> _PASSAGE PROVIDED_:
--- begin ---

Yah, don't hate. hahaha jk  U-C-L-A

 


Thursday, April 05, 2007

Spirit Lifter

I came across this video this week. There's something about hearing God centered, Christ exalting, Christ exulting language that is so scarce nowadays that it lifts the spirit and brings you home.

"We exist to spread a passion for the supremacy of God in all things for the joy of all peoples through Jesus Christ." --John Piper

Taken from a message given at Southern Baptist Theological Seminary:

When we are delighted with Jesus, what are we happy about?
What did Paul mean when he said, "We work with you for your joy"?

 


Friday, September 22, 2006

It's been awhile...

It certainly has been awhile since I've wrote on this xanga. For those who have not heard, I'm currently in Colorado doing the lecture/training portion of my DTS with Youth with a Mission. It's been two weeks, and it has been a rough one no doubt. Early mornings and curfews has taken some adjustments =P. Not to mention living in a small cabin with 7 guys sharing one bathroom (and a toilet that seems to break every other day.) Also the manual labor part of my daily work duties make me feel at a boot camp at times. I've done things from disassembling rotten woodened bunk beds, nailing shingles on a roof, weed wacking, or simply shoveling a huge hole in the mud while pouring rain was falling on my head. It's pretty interesting doing this type of work daily, and I think has expanded my disciplines in new ways (although there have been a few times that I absolutely didn't feel like doing a task). There's been many disappointments about the way some of the things are run here and also the lack of connection that I've been able to make. This probably stems from the fact that there are only 7 guys including me, and there are about 23 girls in the program. On top of that, all the guys seems to be from small towns and just out of highschool, making it hard for me to connect. Another difficulty has been my adherence Reformed Theology. I have no problem with serving with those of a different view, but it's defintiely been difficult being the only one here with those beliefs. It's hard to feel fed at times with teachers of a differenct perspective on God's sovereignty, and it's been difficult to find someone reflect with as well. There has been other disappointments that I've been experiencing, but some of them simply personal. I'm not sure if I jumped into this program too soon or even how long I should stay with this program, but I'm praying God would cause me to learn and persevere. I'm not sure if it's YWAM or simply this base thats the problem, but I'm asking God to reveal why I have this discontent spirit here. I do believe He has placed me here with a purpose and that there will be something good for me here to learn from God. I'm taking it one step at a time. The way I see it, is that things challenge you, and then you grow.

--- end ---

> _COLLECTED DATA_:
--- begin ---

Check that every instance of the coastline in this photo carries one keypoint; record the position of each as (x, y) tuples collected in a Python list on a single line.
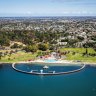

--- end ---

> _THINGS TO DO_:
- A) Answer these questions about the blog entries:
(i) Which organization is the writer doing the DTS with?
(ii) Where was the quoted message given?
(iii) About how many girls are in the program?
- B) Carry on the blog entries from where they stop.
The material isn't needed for anything here.

> _ANSWERS FOR THE TASKS_:
- A)
(i) Youth with a Mission
(ii) Southern Baptist Theological Seminary
(iii) About 23

- B)
We also received the options for our outreach locations within the 10/40 window. I can't disclose that information due to security issues (that's what they told us anyways). We had to pray to God for 15 minutes and then give them our preferences. o_O That's some on the spot praying and hearing from God....a trademark of YWAM, which has been hard for me to get used to. Anyways, just keep me in your prayers that God leads me to the outreach location He desires, or even if I should go on the outreach trip. I may choose to simply complete the lecture phase if my state of heart about being here does not lift after the first couple months. It's definitely been a trying and humbling experience. I thank God for that, I just don't know what He has in store for me next. I miss my family, friends, home, and FEC Glendale as well. A lot of times, the worship sessiosn here makes me miss home. I've at least gained a greater appreciation for the spiritual community I have at home.

On a different note, here's an article that I resonate with from Christianity Today. It really describes my coming to faith during my college years. Check it out...even if you're of a different perspective. A lot of the guys mentioned there are my spiritual heroes today, and will probably tell you a little something about me as well. http://www.christianitytoday.com/ct/2006/009/42.32.html  

Blessings!


Monday, July 24, 2006

It's been awhile since writing one of these entries, but I feel like I needed to take some time to process what God has been speaking in my life. So when I write words like "you" I'm not trying to preach to you the reader. I'm mostly speaking to myself, but if God would so will to bless you with this as well (this time I'm talking to you the reader hehe) then glory be to Him.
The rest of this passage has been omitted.